==== SELECTED EXTRACT ====
Why the MUST_ITERATE and _nassert are both no effective?

SuitJune Young

Genius 3985 points

HI,TIer.

Now I want to optimize the algorithm in CCS 6.1.0.00104

The C function is :

static void demo(float * restrict a) {
float _buf[128];
float * restrict _fptr = _buf;
unsigned char i,k,j;

_nassert ((int)(_fptr) % 8 == 0);
_nassert ((int)(a) % 8 == 0);

//#pragma MUST_ITERATE(64, ,64)
for (i = 0; i < 64; i++)
{
_fptr[i] = a[i];
i++;
_fptr[i] = a[i];
}

#pragma MUST_ITERATE(128 ,128)

for (j = 0; j < 128; j++)
{ //Line 154
k = bitrv_LUT[j];
a[j] = _fptr[k];
} //Line 157

return;
}

There are MUST_ITERATE and _nassert in function.However,the Complier stiil advice that it will better if there are MUST_ITERATE and _nassert.
====
# STATED TASK A:
Reproduce the part of the listing that opens with the line containing "Hello! Your assignment is to find the thumb" and closes with the line containing "128,117,189,199", both ends included.
The listing below has no connection to the forum post above it.
==== DATA SHOWN ====
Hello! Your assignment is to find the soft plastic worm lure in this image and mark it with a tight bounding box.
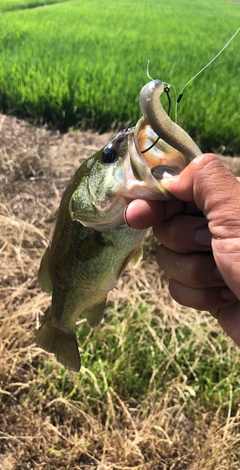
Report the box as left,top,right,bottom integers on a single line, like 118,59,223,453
140,80,202,163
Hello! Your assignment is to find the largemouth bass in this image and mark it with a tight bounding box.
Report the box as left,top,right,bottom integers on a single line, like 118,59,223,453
36,81,201,371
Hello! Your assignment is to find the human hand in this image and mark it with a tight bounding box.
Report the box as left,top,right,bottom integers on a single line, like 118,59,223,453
126,154,240,346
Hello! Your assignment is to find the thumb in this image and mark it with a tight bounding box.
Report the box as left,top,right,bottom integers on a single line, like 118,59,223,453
161,154,240,299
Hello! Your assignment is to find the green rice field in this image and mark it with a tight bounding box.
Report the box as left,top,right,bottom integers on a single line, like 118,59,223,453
0,0,240,153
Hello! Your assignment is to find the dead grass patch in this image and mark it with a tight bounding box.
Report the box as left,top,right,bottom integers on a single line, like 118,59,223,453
0,116,240,470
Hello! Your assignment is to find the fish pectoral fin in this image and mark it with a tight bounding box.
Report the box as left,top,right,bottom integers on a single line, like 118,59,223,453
130,245,143,268
83,300,106,328
38,246,52,294
36,318,81,372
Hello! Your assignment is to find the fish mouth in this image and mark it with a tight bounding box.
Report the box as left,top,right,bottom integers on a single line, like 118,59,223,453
128,117,189,199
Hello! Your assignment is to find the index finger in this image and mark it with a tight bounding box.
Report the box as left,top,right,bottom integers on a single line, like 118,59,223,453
125,199,201,229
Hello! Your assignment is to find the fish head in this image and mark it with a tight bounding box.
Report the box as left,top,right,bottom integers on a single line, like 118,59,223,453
69,117,189,231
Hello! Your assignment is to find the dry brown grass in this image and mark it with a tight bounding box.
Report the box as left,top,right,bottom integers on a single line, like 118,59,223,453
0,116,240,470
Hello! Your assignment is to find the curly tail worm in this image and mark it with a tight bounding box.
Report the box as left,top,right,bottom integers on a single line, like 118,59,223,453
140,80,202,163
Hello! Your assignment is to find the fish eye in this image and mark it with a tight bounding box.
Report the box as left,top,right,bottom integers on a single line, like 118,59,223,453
102,147,117,163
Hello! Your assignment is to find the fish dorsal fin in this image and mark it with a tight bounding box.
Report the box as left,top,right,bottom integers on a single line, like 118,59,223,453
83,300,106,328
130,245,143,268
38,246,52,294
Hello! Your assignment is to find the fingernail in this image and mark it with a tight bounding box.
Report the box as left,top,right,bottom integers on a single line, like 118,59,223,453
195,225,212,246
221,287,238,300
123,206,131,227
213,267,223,281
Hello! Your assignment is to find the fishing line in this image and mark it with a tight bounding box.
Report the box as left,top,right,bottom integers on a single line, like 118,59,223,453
177,28,240,104
142,28,240,153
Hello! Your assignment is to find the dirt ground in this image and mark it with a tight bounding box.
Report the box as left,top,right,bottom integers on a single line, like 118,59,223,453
0,115,240,470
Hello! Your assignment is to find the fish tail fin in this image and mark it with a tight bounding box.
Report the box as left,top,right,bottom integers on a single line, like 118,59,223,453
36,318,81,372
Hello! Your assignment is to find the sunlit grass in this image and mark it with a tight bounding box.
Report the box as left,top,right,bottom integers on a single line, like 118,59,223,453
0,0,240,151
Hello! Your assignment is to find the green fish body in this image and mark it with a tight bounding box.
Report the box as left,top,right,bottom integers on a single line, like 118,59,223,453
36,81,200,371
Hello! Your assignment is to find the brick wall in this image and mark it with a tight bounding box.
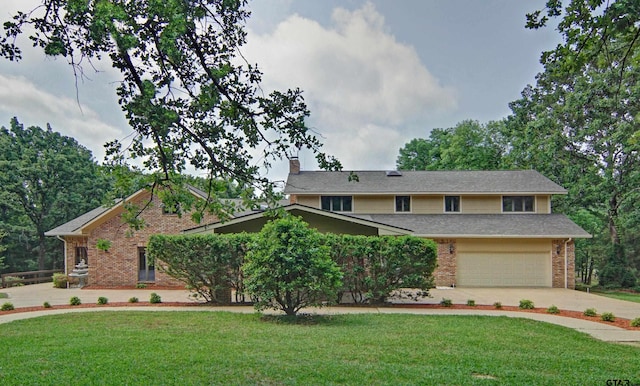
====
# STATED TASK B:
Answer these about the forum post on MUST_ITERATE and _nassert:
(i) Which version of CCS is the poster optimizing the algorithm in?
(ii) How many elements does the array _buf declare?
(iii) Which loop variable does the loop directly after the uncommented MUST_ITERATE pragma use?

# EXERCISE ANSWER A:
Hello! Your assignment is to find the thumb in this image and mark it with a tight bounding box.
Report the box as left,top,right,bottom integers on a single line, like 118,59,223,453
161,154,240,299
Hello! Your assignment is to find the green rice field in this image and mark it with a tight bounding box.
Report the box as left,top,right,bottom integers on a single line, like 118,59,223,453
0,0,240,153
Hello! Your assignment is to find the dead grass patch in this image and mark it with a tight bounding box.
Report the box as left,top,right,bottom integers on a single line, like 118,59,223,453
0,116,240,470
Hello! Your assignment is to find the fish pectoral fin in this image and mark it with a tight bounding box.
Report the box as left,top,right,bottom integers on a single line, like 118,59,223,453
130,245,143,268
83,300,106,328
38,246,52,294
36,318,81,372
Hello! Your assignment is to find the fish mouth in this image and mark it with a tight bounding box.
Report the box as left,top,right,bottom integers on a single line, like 118,59,223,453
128,117,189,199

# EXERCISE ANSWER B:
(i) CCS 6.1.0.00104
(ii) 128
(iii) j